> _Task requirements_
1. How would you render this sentence from the junior hockey text in Spanish: "To be eligible as a junior player in these tournaments, a player couldn't be born earlier than 1999."
2. Answer these from the junior hockey text:
(a) How many teams made up each of the two tiered groups?
(b) In which town was the Division I A tournament played?
(c) Which team was relegated to Division I B for 2020?
3. Can you return everything in the junior hockey text from "International ice hockey" down to "a lower division.", copied unchanged?

> _Supplied text_
2019 IIHF U20 World Championship Division I

Tournament details
- Host countries: Germany Poland
- Venue(s): 2 (in 2 host cities)
- Dates: 9–15 December 2018 8–14 December 2018
- Teams: 12

= 2019 World Junior Ice Hockey Championships – Division I =

International ice hockey tournament

The 2019 World Junior Ice Hockey Championship Division I consisted of two tiered groups of six teams each: the second-tier Division I A and the third-tier Division I B. For each tier's tournament, the first-placed team was promoted to a higher division, while the last-placed team was relegated to a lower division.

To be eligible as a junior player in these tournaments, a player couldn't be born earlier than 1999.

==Division I A==

The Division I A tournament was played in Füssen, Germany, from 9 to 15 December 2018.

As a result of the tournament, Germany were promoted to Top Division and France were relegated to Division I B for 2020.

(Object position labeling entries)

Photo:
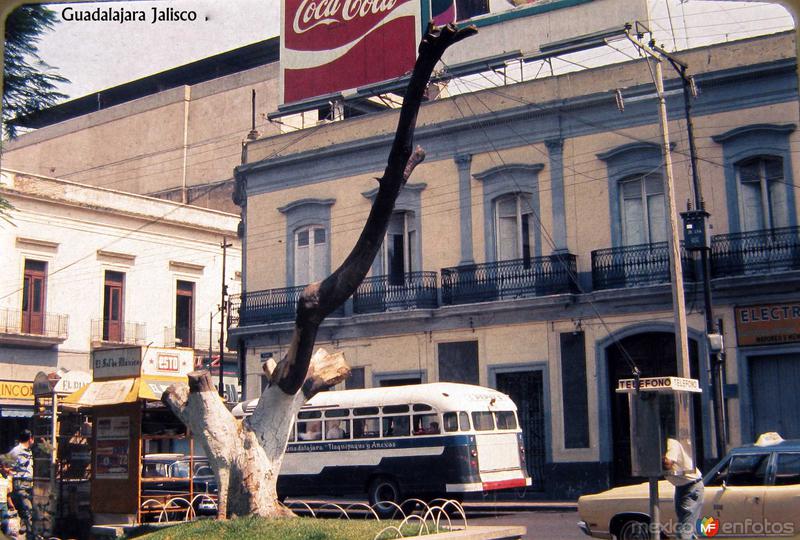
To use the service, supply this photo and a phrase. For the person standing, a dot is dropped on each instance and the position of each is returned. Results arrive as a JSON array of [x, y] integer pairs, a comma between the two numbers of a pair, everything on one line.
[[688, 482], [22, 472]]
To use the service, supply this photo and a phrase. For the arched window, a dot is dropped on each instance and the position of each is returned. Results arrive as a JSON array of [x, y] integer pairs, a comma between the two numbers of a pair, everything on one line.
[[763, 203], [310, 254], [642, 208], [514, 227], [399, 247]]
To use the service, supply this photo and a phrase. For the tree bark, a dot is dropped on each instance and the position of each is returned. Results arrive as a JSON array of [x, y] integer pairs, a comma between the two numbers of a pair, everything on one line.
[[246, 457]]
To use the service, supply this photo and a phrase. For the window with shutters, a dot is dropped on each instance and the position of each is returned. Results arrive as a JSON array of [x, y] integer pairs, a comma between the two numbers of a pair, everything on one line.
[[311, 254], [643, 210], [763, 202]]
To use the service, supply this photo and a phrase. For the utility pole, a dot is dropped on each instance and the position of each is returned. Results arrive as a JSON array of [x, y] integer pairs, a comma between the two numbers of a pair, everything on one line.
[[225, 245], [716, 366], [676, 267]]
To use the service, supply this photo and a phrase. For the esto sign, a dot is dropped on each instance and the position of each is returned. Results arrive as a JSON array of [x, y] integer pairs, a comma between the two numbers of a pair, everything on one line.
[[334, 45]]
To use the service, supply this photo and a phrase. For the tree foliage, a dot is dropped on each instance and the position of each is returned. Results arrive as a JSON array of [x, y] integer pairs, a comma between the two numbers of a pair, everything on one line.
[[29, 84]]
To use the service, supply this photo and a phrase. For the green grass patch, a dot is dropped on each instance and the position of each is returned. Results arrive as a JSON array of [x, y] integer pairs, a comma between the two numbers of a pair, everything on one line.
[[300, 528]]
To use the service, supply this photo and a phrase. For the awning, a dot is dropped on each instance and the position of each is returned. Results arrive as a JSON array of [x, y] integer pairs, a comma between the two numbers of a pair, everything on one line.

> _Worked solutions_
1. Para ser elegible como jugador juvenil en estos torneos, un jugador no podía haber nacido antes de 1999.

2.
(a) Six
(b) Füssen, Germany
(c) France

3.
International ice hockey tournament

The 2019 World Junior Ice Hockey Championship Division I consisted of two tiered groups of six teams each: the second-tier Division I A and the third-tier Division I B. For each tier's tournament, the first-placed team was promoted to a higher division, while the last-placed team was relegated to a lower division.